Which lines of the data below contain the word "white"? Pull out each of those lines in full, counting only matches with the same capitalization.

===== EXTRACTED INFORMATION

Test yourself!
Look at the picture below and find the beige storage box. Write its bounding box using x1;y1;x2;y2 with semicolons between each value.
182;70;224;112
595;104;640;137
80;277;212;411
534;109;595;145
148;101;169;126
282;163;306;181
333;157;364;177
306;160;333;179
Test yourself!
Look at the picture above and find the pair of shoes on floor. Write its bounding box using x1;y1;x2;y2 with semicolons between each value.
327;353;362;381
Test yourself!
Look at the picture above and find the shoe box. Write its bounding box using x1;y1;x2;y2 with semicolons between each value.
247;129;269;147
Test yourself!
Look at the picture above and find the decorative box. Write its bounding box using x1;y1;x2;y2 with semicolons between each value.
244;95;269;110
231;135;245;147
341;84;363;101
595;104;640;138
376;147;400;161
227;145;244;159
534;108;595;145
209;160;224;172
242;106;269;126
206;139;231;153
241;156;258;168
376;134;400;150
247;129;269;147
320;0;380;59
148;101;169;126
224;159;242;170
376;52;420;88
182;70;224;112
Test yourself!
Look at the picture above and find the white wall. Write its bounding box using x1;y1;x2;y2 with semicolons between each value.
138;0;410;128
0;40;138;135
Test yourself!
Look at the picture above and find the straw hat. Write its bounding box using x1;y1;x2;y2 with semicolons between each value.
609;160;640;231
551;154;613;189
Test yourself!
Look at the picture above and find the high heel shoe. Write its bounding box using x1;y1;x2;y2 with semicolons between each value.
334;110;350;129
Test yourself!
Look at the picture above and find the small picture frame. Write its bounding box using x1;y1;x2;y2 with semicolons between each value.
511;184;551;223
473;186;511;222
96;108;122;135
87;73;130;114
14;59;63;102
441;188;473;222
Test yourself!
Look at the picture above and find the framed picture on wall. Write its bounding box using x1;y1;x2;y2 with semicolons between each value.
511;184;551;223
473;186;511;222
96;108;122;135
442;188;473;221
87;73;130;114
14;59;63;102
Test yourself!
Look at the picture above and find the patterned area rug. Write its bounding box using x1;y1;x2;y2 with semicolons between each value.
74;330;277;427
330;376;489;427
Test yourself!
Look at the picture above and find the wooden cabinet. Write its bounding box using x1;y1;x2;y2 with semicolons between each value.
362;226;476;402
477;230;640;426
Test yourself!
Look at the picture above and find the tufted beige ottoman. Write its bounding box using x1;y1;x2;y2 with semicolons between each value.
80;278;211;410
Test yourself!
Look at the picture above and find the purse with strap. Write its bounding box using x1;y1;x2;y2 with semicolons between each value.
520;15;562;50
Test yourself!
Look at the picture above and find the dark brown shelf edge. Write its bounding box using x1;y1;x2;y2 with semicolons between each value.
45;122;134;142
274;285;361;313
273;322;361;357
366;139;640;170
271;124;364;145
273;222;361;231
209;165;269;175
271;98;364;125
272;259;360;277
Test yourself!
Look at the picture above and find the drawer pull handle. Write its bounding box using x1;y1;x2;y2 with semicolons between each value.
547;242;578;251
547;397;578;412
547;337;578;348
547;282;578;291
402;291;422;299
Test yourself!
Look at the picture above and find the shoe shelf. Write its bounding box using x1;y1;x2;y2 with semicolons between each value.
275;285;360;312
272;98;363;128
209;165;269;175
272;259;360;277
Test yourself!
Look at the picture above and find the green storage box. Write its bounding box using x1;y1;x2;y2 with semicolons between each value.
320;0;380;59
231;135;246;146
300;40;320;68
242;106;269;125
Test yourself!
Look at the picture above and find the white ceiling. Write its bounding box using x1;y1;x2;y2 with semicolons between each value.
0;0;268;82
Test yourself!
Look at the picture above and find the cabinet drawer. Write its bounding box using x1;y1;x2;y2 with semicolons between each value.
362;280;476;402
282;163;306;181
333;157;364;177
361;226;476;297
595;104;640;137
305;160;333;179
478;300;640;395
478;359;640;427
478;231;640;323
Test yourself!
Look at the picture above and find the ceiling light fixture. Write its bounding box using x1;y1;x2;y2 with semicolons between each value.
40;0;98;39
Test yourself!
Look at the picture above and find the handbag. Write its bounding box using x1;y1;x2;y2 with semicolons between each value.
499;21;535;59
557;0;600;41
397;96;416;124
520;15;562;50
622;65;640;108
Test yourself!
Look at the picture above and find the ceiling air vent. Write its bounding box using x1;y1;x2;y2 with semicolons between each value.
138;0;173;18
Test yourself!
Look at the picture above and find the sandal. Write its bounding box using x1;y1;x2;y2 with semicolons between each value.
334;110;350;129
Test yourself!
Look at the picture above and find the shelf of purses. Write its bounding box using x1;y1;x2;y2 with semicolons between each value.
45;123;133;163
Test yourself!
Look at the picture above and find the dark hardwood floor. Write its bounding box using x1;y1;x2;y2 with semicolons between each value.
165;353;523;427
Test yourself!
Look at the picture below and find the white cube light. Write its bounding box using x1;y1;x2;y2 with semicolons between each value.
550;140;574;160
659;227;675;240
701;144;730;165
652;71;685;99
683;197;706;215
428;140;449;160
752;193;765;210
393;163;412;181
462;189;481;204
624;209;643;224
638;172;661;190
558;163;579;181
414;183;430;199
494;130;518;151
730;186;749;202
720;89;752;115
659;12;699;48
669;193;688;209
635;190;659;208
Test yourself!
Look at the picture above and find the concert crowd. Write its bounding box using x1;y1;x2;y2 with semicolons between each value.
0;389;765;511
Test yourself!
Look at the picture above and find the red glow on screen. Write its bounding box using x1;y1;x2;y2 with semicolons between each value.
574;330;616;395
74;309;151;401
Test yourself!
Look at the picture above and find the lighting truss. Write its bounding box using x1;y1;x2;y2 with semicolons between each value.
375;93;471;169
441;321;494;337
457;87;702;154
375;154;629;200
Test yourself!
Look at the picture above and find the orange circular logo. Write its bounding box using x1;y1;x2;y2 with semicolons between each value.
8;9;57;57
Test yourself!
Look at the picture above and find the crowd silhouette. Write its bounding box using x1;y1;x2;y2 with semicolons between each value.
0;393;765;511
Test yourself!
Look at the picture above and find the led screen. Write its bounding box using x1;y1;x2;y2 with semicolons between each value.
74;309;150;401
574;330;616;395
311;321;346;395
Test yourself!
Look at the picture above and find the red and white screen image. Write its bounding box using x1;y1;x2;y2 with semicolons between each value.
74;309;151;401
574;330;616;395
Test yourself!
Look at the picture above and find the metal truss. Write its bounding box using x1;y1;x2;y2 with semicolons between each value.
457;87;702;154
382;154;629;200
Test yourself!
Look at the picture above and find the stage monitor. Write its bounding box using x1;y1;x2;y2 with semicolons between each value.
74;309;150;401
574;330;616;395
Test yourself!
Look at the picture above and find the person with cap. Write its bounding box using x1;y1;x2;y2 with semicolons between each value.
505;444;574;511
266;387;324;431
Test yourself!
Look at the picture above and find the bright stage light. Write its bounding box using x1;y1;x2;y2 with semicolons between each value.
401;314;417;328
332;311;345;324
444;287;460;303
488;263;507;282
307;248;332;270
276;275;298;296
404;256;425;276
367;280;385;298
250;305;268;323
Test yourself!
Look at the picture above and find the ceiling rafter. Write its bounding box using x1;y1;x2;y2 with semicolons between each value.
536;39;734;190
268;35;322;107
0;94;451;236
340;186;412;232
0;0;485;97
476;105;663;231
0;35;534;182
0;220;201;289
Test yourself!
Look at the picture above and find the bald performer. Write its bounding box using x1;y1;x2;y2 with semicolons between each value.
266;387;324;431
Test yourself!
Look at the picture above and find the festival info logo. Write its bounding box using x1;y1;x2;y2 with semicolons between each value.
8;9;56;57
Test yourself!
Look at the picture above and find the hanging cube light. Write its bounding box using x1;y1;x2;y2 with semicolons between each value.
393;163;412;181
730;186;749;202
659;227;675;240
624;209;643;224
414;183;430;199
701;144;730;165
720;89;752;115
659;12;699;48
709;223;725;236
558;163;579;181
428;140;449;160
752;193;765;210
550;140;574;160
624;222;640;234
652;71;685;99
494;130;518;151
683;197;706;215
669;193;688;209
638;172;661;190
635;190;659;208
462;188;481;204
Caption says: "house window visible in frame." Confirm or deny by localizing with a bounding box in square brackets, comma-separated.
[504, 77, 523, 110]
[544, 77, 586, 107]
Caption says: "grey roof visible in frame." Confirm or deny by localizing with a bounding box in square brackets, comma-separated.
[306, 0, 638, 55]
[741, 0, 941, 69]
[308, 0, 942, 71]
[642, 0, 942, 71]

==========

§ **TASK ANSWER**
Look at the picture above and find the white wall. Write its bounding box using x1;y1;x2;y2 with semicolons between each value.
Look at the picture above and find the white ceiling. Write its bounding box using x1;y1;x2;y2 with semicolons between each value.
Look at the picture below and find the white cube light. Write its bounding box using x1;y1;x2;y2 with semicolons between each value.
Look at the picture above and find the red and white screen image. Write its bounding box using x1;y1;x2;y2 with semicolons between each value.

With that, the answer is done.